WHAT TO DO
Please copy the records below verbatim, from the line with "Mark every instance of the frost" up to and including the line with "403), (974, 431)]".

* Begin EXERCISE DATA *

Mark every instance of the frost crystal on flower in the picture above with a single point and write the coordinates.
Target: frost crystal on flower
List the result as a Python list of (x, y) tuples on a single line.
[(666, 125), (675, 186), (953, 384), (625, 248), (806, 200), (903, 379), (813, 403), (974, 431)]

* End EXERCISE DATA *
* Begin EXERCISE DATA *

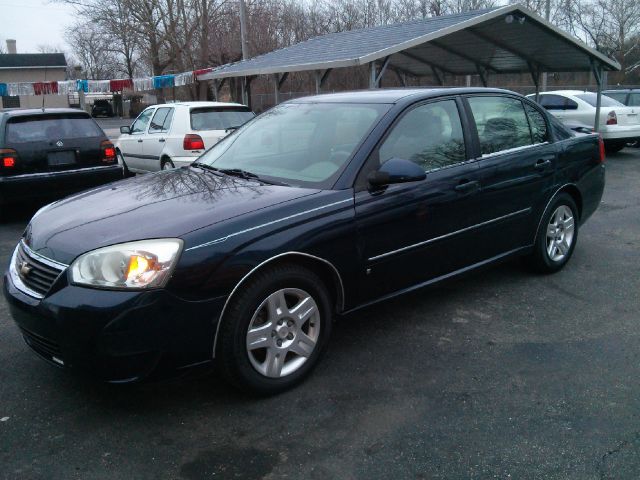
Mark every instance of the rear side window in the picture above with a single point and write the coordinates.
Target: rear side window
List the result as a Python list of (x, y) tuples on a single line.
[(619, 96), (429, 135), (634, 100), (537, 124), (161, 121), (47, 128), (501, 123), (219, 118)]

* End EXERCISE DATA *

ANSWER TO THIS PROBLEM
Mark every instance of the frost crystal on flower in the picture above with a single point and write the coordinates.
Target: frost crystal on flower
List the result as a Python list of (x, y) tuples on a single line.
[(666, 125), (675, 186), (953, 384), (625, 248), (806, 200), (903, 379), (813, 403), (974, 431)]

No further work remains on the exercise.